_Travail demandé_.
1: Transcrivez fidèlement le passage du texte sur Mervyn Peake compris entre « En 1946, parait » et « dessins ici et là. », ces deux bornes incluses.
2: D'après le texte sur Mervyn Peake, les affirmations suivantes sont-elles exactes ? Répondez par oui ou par non et citez à l'identique les mots du texte qui le justifient. (a) Mervyn Peake a grandi en Chine jusqu'à l'âge de 17 ans. (b) Le second volet, Gormenghast, a paru cinq ans après Titus Groan. (c) La pièce de théâtre de 1957 a connu le succès.
3: Poursuivez le texte consacré à Mervyn Peake à partir de sa dernière phrase.
━━━ Texte présenté
Mervyn Peake aurait eu 100 ans en juillet dernier.
C'était un tricoteur d'univers.
Sa trilogie Gormenghast est un fabuleux travail d’orfèvre et d’enlumineur, voire même d’artificier, faisant se mêler aux plus violentes visions rimbaldiennes les douceurs tendres de l’enfance. C'est un maitre (illustrateur aussi) du macabre, du farfelu et du grotesque et un voyageur des profondeurs des abîmes de l'imaginaire.
Né en Chine en 1911, il y grandira jusqu'à ses 17 ans. Développant rapidement une aptitude dans le dessin, il étudiera en Angeleterre à la Croydon School of Art et à la Royal Academy School s'appliquant sur ce talent. Il présente des toiles avec succès et enseigne l'art où il y rencontre la peintre Maeve Gilmore qu'il épousera et avec laquelle il aura 3 enfants.
En 1946, parait Titus Groan, le premier volet d'une trilogie racontant l'histoire d'une dynastie logée dans le château fantaisiste et ritualiste de Gormenghast. Un château aux personnages grotesques et aux corridors labyrinthes gothiques. Gormenghast, le second volet, parait quatre ans plus tard. Il illustre ses deux livres lui-même et se développe des admirateurs, dont l'auteur Graham Greene parmi ses fans. Un fan qui deviendra aussi un ami.
Il publie aussi de la très accomplie poésie en 1941 et en 1944 entre autre qui feront de Dylan Thomas un admirateur et un ami supplémentaire. Il publie Letters From a Lost Uncle en 1948 et Mr Pye en 1953. Il illustre toujours ses romans de quelques dessins ici et là.
Il place tous ses espoirs dans une pièce de théâtre en 1957 qui sera un cuisant échec, il tombe dans une sévère dépression dont il ne se relevera jamais complètement. C'est que la maladie de Parkinson commence aussi à lui rentrer dans le corps. Il publie le dernier volet de la trilogie de Gormenghast, Titus Alone en 1959, mais la maladie est si intense que, bien que le livre commence bien, il se termine confus et bourré d'erreurs de lieu, de temps et de personnages. L'histoire se passe à peine dans le château et semble légèrement déconnectée de la direction des deux premiers livres.
━━━━━━
━━━ Données extraites
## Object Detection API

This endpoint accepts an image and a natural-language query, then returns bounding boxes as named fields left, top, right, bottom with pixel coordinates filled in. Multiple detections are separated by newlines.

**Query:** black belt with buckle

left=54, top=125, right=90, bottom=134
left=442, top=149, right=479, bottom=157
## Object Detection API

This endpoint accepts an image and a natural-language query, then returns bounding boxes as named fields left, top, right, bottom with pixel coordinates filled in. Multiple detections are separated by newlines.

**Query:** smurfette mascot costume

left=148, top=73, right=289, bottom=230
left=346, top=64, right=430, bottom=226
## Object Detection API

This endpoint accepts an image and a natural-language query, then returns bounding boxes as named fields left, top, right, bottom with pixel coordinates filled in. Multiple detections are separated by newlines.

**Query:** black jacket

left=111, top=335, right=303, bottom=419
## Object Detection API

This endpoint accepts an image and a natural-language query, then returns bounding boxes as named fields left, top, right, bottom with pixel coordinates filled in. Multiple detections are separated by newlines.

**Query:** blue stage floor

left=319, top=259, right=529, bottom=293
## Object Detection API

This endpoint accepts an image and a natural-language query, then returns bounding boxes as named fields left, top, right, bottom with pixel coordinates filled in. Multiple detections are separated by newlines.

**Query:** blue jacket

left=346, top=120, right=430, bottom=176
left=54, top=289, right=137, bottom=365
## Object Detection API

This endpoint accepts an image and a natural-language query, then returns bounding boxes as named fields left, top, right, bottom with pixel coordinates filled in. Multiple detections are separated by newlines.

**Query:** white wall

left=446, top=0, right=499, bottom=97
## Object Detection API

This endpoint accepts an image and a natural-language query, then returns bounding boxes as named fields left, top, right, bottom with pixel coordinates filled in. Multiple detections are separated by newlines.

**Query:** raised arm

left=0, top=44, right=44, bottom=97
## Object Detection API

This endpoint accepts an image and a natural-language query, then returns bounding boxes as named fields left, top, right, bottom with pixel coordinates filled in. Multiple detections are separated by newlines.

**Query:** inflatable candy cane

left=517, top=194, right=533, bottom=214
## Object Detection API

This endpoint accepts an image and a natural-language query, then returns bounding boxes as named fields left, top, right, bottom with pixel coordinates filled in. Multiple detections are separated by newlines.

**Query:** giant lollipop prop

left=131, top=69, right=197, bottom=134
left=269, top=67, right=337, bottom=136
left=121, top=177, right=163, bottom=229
━━━━━━
_Réponses fournies_.
1:
En 1946, parait Titus Groan, le premier volet d'une trilogie racontant l'histoire d'une dynastie logée dans le château fantaisiste et ritualiste de Gormenghast. Un château aux personnages grotesques et aux corridors labyrinthes gothiques. Gormenghast, le second volet, parait quatre ans plus tard. Il illustre ses deux livres lui-même et se développe des admirateurs, dont l'auteur Graham Greene parmi ses fans. Un fan qui deviendra aussi un ami.
Il publie aussi de la très accomplie poésie en 1941 et en 1944 entre autre qui feront de Dylan Thomas un admirateur et un ami supplémentaire. Il publie Letters From a Lost Uncle en 1948 et Mr Pye en 1953. Il illustre toujours ses romans de quelques dessins ici et là.

2:
(a) Oui : « Né en Chine en 1911, il y grandira jusqu'à ses 17 ans. »
(b) Non : « Gormenghast, le second volet, parait quatre ans plus tard. »
(c) Non : « Il place tous ses espoirs dans une pièce de théâtre en 1957 qui sera un cuisant échec »

3:
Il illustre Droll Stories de Balzac en 1961 et un de ses poèmes de guerre The Rhyme of the Flying Bomb l'année suivante. Avec extrèmement de difficultés causées par la maladie de Parkinson.
Dans les années 80, la BBC Radio 4 présente une adaptation radio des deux premiers livres de la trilogie avec Sting et Freddie Jones comme voix principales.
En 2000, pour la BBC télé, on tourne une série, toujours inspirée seulement des deux premiers tomes, mettant en vedette Jonathan Rhys-Myers dans le rôle du jeune cuisinier Steerpike qui a soif de liberté et de pouvoir malsain, Neve McIntosh dans le rôle de Fushia, June Brown, Ian Richardson, le grand Christopher Lee en Mr Flay, Richard Griffiths, Warren Mitchell, Celia Imrie, Lynsey Baxter et Zoë Wanameker dans le rôle des troublantes jumelles Cora & Clarice, John Sessions, Olga Sosnovska, Stephen Fry, Eric Sykes et Spike Milligan dans son tout dernier rôle.
Le canadien Robertson Davies et l'anglais Clave Staple Lewis étaient de grands fans de la trilogie (le dernier étant aussi un proche de Tolkien).
Robert Smith a écrit The Drowning Man en s'inspirant du personnage de Fuschia dans la trilogie.
Un prof qui m'inspire beaucoup m'a poussé vers cet auteur et voilà quelques semaines que je cherchais cette trilogie difficile à trouver en magasin ou en bibliothèque.
J'avais envie de traces de culture chinoise dans mon occident accidenté.
Je suis excité comme un bambin à Noël.
L'un de mes films préférés de tout les temps** est aussi empreint de grotesque.
Ne me cherchez pas je m'enferme dans un château gothique.
Pour une lecture épique.
*L'univers de Peake n'a rien à voir avec celui de Tolkien, sinon je ne le lirais pas, j'ai détesté Tolkien. Ils n'ont que le mot "fantasy" en commun. Un univers qui m'est, à bien y penser, passablement étranger...Mais pas le macabre, le farfelu et le grotesque.
** Michael Nyman mérite une place au paradis pour cette seule trame sonore.